▶ TASK DETAILS
Reproduce the rows below with every occurrence of "instance" replaced by "occurrence", leaving everything else unchanged. Omit the pictures from your answer.

Annotation data for object locations:

────────────────────────────────────────

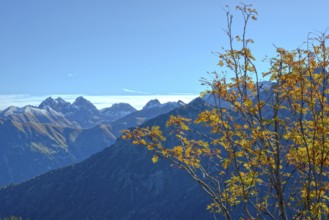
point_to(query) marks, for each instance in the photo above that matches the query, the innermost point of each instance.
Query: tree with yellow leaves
(266, 152)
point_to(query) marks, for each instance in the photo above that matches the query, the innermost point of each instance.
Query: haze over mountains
(121, 182)
(57, 133)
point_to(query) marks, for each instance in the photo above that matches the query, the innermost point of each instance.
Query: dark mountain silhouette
(120, 182)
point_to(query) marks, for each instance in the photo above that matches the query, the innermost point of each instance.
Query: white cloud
(133, 91)
(138, 101)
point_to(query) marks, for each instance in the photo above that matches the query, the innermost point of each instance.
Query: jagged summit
(58, 104)
(152, 104)
(117, 111)
(119, 107)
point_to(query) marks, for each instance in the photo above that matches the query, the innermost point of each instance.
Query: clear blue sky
(114, 47)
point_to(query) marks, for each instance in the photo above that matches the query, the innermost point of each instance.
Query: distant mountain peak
(152, 104)
(81, 101)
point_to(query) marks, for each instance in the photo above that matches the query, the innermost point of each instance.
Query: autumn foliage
(266, 154)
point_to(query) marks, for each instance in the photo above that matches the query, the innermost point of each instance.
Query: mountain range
(57, 133)
(120, 182)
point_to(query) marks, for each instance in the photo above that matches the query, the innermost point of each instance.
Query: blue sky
(129, 47)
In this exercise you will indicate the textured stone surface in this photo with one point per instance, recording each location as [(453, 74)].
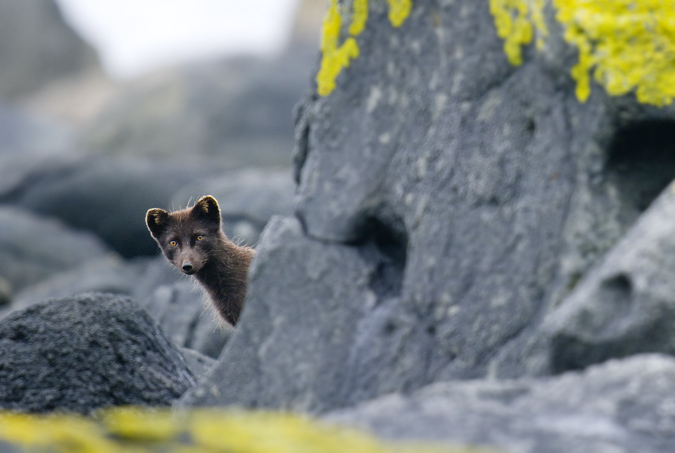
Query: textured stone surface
[(447, 202), (38, 47), (270, 376), (625, 305), (86, 352), (621, 406)]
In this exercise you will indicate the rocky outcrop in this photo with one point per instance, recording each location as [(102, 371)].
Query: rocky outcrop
[(623, 306), (38, 47), (83, 353), (620, 406)]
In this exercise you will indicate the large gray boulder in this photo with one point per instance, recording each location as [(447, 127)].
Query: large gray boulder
[(447, 202), (86, 352), (621, 406), (624, 306), (38, 47)]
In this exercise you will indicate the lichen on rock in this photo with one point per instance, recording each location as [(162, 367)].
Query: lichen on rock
[(625, 44), (335, 56), (147, 430)]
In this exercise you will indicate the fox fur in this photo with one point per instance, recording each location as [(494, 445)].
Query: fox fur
[(192, 240)]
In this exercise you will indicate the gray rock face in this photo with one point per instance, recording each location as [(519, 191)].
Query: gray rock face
[(621, 406), (38, 47), (87, 352), (447, 202), (33, 248), (626, 304)]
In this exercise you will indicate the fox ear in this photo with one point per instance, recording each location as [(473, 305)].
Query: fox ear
[(207, 208), (156, 220)]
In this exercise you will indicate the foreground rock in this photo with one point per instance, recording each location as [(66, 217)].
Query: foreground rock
[(447, 202), (621, 406), (187, 320), (87, 352), (624, 306)]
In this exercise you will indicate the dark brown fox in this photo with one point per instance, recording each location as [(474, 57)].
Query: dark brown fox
[(191, 239)]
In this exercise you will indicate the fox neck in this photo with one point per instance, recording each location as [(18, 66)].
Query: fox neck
[(224, 277)]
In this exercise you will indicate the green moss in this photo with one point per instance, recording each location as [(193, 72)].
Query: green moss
[(625, 45), (336, 56), (147, 430)]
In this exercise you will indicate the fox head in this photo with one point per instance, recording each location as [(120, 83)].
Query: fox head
[(186, 237)]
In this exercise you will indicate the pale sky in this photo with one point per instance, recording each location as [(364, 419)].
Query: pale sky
[(135, 36)]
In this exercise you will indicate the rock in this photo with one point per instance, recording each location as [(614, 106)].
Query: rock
[(198, 363), (187, 320), (270, 376), (86, 352), (38, 47), (33, 248), (247, 199), (237, 112), (24, 133), (625, 304), (620, 406), (106, 196), (447, 202)]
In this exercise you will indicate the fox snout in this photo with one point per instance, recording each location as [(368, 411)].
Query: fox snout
[(188, 263)]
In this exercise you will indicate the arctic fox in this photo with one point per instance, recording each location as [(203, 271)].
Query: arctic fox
[(192, 240)]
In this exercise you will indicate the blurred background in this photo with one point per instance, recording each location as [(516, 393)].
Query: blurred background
[(112, 107)]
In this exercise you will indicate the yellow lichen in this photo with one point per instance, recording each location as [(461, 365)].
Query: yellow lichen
[(148, 430), (336, 57), (626, 45), (399, 10)]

────────────────────────────────────────

▶ RESULT FOR THIS TASK
point_to(query) marks, for each occurrence in the photo above that matches the query, the innermost point of each occurrence.
Query: tree with yellow leaves
(266, 152)
point_to(query) marks, for each occurrence in the photo above that matches the query, the innermost point of each occurrence.
Query: haze over mountains
(121, 182)
(57, 133)
point_to(query) marks, for each occurrence in the photo above that matches the query, the innermost point of each occurrence.
Query: dark mountain silhouette
(120, 182)
point_to(query) marks, for each occurrence in the photo above that matches the query, the innermost point of each occurrence.
Query: white cloud
(133, 91)
(138, 101)
point_to(query) marks, for each occurrence in the photo above that matches the query, the innermost point of each occurrence.
Query: jagged summit
(58, 104)
(152, 104)
(117, 111)
(119, 107)
point_to(query) marks, for each occurrence in the photo above that matches the query, the innermost point of each occurrence.
Query: clear blue sky
(114, 47)
point_to(query) marks, for each occurrence in the photo above that matches the query, the innermost point of each occurrence.
Query: distant mountain peak
(152, 104)
(81, 101)
point_to(query) marks, for each occurrence in the photo above that matches the query, the innermost point of each occurrence.
Query: autumn foliage
(266, 154)
point_to(query) marks, for each occurrence in the photo above that matches the query, the innermost point of each occurrence.
Query: mountain range
(57, 133)
(120, 182)
point_to(query) marks, for each occurrence in the photo above that matches the query, the innermost point of each occurrence.
Query: blue sky
(129, 47)
In this exercise you will indicate the textured stone surface in this photo with one point per occurrence, recording each location as [(453, 74)].
Query: textured stone surface
[(447, 202), (38, 47), (270, 376), (625, 305), (86, 352), (621, 406)]
In this exercise you will indicate the rocky outcrop in this photo with one point per occurrence, recording each location as [(102, 371)].
Query: rocky outcrop
[(623, 306), (38, 47), (83, 353), (620, 406)]
In this exercise you will indicate the large gray boulder in this photo with one point per occurrence, recording each location as [(447, 127)].
Query: large gray boulder
[(447, 202), (86, 352), (621, 406), (624, 306), (38, 47)]
In this exercise you will indicate the lichen on rock in this photo with one point per occurrence, recording each location as [(162, 367)].
Query: lichen on rock
[(625, 44), (335, 56), (147, 430)]
In this exercise you will indicate the fox fur in this photo with one point per occurrence, recording each location as [(494, 445)].
Query: fox fur
[(192, 240)]
In this exercise you will indicate the gray rock face in this photo with one point per occurrence, recording each location as [(519, 191)].
Query: gray rock face
[(621, 406), (38, 47), (87, 352), (447, 202), (33, 248), (626, 304)]
In this exercise you will indicate the fox ear in this photo with one point per occurrence, recording each location as [(473, 305)].
Query: fox ear
[(207, 208), (156, 220)]
In this exercise you will indicate the foreground rock in this photo with one point per occurrence, recording each location as [(66, 217)].
Query: foreground rock
[(447, 202), (621, 406), (187, 320), (87, 352), (624, 306)]
In this exercise you will indicate the dark brown fox in this photo with one point per occurrence, recording each location as [(474, 57)].
Query: dark brown fox
[(191, 239)]
In this exercise you will indicate the fox neck in this photo with one point per occurrence, recording each location as [(18, 66)].
Query: fox neck
[(224, 277)]
In this exercise you will indicate the green moss in this photo with one point per occurrence, recording each location as [(193, 72)].
Query: green moss
[(625, 45), (336, 56), (147, 430)]
In this exercise you will indicate the fox head in this photo with one point per occurrence, recording each location as [(120, 83)].
Query: fox head
[(186, 237)]
In this exercise you will indicate the pale sky in this photo with one point per occurrence, recording each location as [(364, 419)].
Query: pale sky
[(135, 36)]
In this exercise you will indicate the rock in this photo with one point per occurrence, recording each location as [(614, 106)].
Query: rock
[(198, 363), (187, 320), (270, 376), (86, 352), (38, 47), (33, 248), (247, 199), (237, 112), (24, 133), (625, 304), (620, 406), (106, 196), (447, 202)]
In this exercise you will indicate the fox snout in this photo with one point per occurrence, recording each location as [(368, 411)].
Query: fox snout
[(188, 263)]
In this exercise you will indicate the arctic fox in this photo with one point per occurrence, recording each location as [(203, 271)].
Query: arctic fox
[(192, 240)]
In this exercise you will indicate the blurred background in this photo with one point per occurrence, recording each location as [(516, 393)].
Query: blurred background
[(112, 107)]
In this exercise you will indicate the yellow lichen in this photo with one point per occurrence, recording each location as [(461, 365)].
Query: yellow lichen
[(148, 430), (336, 57), (626, 45), (399, 10)]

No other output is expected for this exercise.